Please report each line in the material below that includes "dresser".

[THE DATA]
· · · · ·

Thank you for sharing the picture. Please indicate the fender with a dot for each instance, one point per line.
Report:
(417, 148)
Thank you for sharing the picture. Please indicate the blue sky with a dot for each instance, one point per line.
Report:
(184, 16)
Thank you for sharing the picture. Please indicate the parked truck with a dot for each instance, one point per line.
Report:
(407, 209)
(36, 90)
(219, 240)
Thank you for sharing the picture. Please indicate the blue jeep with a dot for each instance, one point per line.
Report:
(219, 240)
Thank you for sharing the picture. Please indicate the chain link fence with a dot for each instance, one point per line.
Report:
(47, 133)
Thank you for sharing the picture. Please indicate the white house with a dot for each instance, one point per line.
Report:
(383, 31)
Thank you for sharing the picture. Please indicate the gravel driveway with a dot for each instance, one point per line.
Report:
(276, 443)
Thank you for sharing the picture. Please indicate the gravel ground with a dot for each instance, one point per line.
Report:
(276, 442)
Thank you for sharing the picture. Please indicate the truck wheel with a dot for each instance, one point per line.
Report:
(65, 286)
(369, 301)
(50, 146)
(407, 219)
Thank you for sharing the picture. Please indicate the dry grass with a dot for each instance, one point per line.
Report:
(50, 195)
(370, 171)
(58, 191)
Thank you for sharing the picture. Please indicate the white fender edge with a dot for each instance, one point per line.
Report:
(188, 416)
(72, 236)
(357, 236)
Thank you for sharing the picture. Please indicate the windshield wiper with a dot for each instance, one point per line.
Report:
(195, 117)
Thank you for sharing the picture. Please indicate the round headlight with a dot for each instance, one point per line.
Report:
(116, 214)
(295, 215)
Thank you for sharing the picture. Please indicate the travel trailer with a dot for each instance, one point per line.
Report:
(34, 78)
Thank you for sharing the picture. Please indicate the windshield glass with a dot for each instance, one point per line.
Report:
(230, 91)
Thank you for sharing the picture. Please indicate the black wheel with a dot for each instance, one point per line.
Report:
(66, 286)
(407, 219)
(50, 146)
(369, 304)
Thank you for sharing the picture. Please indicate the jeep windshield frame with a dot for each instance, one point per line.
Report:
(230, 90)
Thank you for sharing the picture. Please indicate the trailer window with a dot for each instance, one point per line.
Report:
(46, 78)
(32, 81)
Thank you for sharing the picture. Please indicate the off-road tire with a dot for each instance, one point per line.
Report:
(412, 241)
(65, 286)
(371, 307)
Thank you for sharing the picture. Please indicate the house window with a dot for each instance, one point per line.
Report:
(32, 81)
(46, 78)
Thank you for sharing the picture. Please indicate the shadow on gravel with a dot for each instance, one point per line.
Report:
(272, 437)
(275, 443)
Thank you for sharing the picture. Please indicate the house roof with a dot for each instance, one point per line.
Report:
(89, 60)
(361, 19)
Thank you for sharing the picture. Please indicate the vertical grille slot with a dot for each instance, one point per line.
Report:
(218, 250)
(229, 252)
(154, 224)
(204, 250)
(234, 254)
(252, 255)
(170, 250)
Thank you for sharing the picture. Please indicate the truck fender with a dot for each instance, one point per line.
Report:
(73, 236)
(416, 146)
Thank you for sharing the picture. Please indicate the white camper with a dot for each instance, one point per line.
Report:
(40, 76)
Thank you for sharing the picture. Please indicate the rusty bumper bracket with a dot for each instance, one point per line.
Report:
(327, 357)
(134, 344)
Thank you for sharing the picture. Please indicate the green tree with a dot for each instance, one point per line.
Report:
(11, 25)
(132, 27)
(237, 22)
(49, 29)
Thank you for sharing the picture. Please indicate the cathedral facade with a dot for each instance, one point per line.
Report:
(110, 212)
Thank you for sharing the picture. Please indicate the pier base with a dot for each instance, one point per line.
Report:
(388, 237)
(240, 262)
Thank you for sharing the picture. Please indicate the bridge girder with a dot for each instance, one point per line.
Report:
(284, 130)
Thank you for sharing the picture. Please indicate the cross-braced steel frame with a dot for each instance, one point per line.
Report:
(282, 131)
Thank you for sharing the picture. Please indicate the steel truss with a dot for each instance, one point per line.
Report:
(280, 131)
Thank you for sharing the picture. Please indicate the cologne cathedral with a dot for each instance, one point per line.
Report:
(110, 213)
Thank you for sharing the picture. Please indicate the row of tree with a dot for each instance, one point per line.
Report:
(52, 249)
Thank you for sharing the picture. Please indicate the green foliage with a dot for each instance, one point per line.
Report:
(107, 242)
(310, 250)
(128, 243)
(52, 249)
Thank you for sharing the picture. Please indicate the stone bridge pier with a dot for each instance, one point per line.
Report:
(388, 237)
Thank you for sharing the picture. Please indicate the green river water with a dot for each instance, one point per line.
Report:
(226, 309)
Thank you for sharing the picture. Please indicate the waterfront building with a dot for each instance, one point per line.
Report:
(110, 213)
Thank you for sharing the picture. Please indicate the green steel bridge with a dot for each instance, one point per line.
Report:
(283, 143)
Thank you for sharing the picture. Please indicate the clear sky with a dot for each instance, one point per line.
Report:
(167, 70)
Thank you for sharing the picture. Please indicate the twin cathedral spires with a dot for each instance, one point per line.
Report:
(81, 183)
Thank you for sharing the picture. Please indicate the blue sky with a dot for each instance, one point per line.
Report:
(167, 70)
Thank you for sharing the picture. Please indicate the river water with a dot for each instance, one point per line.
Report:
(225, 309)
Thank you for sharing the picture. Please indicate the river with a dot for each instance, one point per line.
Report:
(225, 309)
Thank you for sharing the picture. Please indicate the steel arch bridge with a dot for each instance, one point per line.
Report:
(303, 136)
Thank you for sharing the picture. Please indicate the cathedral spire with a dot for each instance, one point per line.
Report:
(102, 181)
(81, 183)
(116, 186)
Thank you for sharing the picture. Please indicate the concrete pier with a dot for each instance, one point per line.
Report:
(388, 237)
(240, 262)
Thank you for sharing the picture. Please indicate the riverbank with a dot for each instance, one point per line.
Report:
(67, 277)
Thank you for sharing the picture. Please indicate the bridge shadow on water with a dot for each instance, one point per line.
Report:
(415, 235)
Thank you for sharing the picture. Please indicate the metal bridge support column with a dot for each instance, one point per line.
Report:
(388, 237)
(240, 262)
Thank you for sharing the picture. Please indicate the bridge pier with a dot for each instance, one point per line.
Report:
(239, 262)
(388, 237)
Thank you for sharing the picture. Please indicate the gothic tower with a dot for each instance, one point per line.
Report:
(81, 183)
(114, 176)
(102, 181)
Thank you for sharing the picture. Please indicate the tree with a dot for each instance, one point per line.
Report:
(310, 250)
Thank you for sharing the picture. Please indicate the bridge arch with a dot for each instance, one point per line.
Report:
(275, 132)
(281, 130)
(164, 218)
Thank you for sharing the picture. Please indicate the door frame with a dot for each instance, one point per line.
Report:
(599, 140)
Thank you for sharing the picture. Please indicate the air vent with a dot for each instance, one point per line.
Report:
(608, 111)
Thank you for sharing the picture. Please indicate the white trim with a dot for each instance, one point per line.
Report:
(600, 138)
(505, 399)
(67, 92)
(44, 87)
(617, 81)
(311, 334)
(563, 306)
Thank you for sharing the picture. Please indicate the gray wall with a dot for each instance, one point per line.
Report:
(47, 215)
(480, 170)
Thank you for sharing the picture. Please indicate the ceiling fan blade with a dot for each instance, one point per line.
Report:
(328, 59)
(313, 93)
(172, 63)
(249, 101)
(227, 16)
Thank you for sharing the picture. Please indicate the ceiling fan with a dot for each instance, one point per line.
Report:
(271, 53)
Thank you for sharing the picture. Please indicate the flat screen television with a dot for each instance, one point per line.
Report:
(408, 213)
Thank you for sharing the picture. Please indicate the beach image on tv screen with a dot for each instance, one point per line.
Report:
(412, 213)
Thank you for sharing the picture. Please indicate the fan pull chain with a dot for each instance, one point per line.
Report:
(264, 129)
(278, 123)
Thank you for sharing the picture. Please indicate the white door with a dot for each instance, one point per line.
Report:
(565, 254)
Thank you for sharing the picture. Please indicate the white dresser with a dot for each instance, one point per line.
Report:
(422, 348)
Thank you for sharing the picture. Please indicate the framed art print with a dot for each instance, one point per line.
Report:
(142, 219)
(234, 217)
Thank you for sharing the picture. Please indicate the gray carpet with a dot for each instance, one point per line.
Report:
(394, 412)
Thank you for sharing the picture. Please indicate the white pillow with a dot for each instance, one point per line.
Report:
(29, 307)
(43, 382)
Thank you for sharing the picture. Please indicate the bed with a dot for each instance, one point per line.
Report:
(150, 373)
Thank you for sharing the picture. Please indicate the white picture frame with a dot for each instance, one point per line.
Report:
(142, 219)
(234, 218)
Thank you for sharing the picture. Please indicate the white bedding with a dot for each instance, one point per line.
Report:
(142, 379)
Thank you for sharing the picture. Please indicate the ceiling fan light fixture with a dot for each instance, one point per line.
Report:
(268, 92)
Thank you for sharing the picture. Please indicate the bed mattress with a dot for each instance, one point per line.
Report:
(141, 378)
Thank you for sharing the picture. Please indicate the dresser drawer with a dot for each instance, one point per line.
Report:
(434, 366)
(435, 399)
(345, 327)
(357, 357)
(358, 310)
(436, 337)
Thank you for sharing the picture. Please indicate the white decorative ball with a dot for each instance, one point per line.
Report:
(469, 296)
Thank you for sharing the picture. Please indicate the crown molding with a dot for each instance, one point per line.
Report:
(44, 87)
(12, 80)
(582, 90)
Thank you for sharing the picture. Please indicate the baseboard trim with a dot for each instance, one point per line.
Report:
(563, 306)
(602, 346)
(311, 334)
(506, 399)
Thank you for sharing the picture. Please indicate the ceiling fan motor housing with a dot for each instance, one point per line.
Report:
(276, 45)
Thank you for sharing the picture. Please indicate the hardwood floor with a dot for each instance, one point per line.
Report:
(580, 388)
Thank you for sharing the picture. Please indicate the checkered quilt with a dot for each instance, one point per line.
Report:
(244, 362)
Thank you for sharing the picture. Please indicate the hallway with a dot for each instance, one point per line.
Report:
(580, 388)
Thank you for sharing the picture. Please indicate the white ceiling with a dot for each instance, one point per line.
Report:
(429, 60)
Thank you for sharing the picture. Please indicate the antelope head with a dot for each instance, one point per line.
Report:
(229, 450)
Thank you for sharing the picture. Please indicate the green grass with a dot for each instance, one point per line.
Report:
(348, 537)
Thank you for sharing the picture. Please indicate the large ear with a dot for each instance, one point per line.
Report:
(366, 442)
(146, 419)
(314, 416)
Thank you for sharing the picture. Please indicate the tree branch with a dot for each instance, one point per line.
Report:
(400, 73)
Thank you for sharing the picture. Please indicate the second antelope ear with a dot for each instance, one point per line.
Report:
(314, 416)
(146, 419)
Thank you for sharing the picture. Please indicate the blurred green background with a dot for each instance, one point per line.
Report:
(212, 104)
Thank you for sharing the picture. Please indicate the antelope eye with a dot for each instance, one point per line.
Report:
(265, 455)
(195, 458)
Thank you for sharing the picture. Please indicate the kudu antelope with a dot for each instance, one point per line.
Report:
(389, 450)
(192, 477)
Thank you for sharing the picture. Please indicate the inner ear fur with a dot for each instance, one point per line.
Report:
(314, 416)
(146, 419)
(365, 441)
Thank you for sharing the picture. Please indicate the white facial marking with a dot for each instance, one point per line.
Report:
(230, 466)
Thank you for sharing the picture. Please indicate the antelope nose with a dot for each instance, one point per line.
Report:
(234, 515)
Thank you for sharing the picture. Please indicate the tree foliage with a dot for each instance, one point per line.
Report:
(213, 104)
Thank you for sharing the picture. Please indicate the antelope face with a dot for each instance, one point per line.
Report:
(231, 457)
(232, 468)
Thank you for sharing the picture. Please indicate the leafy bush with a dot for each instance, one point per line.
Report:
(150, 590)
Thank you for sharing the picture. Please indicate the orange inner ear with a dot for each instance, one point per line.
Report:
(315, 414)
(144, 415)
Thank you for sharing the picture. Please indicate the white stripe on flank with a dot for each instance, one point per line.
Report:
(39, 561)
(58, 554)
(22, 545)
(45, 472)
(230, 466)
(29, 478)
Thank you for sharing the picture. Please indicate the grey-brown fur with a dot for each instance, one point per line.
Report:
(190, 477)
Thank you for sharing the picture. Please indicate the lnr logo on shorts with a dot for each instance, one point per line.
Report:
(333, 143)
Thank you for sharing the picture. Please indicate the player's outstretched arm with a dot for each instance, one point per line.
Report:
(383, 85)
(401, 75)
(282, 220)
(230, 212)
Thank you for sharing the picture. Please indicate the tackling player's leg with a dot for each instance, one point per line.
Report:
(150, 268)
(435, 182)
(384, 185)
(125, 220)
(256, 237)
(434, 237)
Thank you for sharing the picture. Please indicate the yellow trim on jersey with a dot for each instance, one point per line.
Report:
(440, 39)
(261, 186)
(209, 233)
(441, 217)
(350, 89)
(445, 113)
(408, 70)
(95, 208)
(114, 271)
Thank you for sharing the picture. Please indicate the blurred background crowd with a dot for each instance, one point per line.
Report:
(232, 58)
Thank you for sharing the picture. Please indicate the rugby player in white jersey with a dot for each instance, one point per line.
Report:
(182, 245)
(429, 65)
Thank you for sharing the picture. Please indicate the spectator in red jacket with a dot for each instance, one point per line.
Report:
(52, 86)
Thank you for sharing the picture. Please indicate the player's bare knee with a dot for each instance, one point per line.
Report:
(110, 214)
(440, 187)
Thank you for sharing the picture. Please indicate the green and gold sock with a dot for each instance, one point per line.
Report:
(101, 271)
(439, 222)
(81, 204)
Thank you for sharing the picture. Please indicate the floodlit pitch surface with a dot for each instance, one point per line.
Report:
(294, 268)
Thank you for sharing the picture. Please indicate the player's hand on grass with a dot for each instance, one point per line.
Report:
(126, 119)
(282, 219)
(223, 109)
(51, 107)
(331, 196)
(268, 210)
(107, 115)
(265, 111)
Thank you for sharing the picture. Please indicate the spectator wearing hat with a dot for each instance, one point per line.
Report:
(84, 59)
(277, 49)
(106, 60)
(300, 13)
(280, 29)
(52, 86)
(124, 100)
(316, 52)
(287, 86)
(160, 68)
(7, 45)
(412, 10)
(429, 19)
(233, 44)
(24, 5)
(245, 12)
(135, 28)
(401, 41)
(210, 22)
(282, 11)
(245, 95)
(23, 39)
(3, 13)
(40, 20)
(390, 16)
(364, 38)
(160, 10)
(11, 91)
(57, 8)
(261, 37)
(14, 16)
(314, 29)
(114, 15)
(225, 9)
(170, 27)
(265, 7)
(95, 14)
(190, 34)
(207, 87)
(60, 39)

· · · · ·

[WRITTEN ANSWER]
Thank you for sharing the picture. Please indicate the white dresser with a dot for each instance, one point per line.
Thank you for sharing the picture. Please indicate the dresser drawer with a dot for each instance, one point per line.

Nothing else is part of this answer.